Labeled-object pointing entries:
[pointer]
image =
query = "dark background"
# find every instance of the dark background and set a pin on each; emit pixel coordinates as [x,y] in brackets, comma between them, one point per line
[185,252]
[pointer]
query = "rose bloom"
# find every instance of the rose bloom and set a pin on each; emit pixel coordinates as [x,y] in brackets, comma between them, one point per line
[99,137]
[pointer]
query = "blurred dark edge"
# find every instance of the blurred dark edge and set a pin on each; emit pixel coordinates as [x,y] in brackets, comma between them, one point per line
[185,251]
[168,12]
...
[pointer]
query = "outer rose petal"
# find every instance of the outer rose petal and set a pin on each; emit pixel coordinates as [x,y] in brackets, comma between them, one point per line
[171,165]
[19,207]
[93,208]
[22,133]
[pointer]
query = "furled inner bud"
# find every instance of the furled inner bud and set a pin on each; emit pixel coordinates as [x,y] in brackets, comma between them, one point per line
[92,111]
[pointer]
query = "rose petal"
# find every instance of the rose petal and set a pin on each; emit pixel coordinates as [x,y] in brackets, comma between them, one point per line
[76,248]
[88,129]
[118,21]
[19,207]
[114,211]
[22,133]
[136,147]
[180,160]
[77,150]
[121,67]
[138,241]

• **Requirements**
Collect every line of the entries that contains the string "bloom".

• **Answer to the task**
query = "rose bloom"
# find every instance of the rose bloom and set a pin on each; emit pixel coordinates as [x,y] in brackets, comma between them, one point per line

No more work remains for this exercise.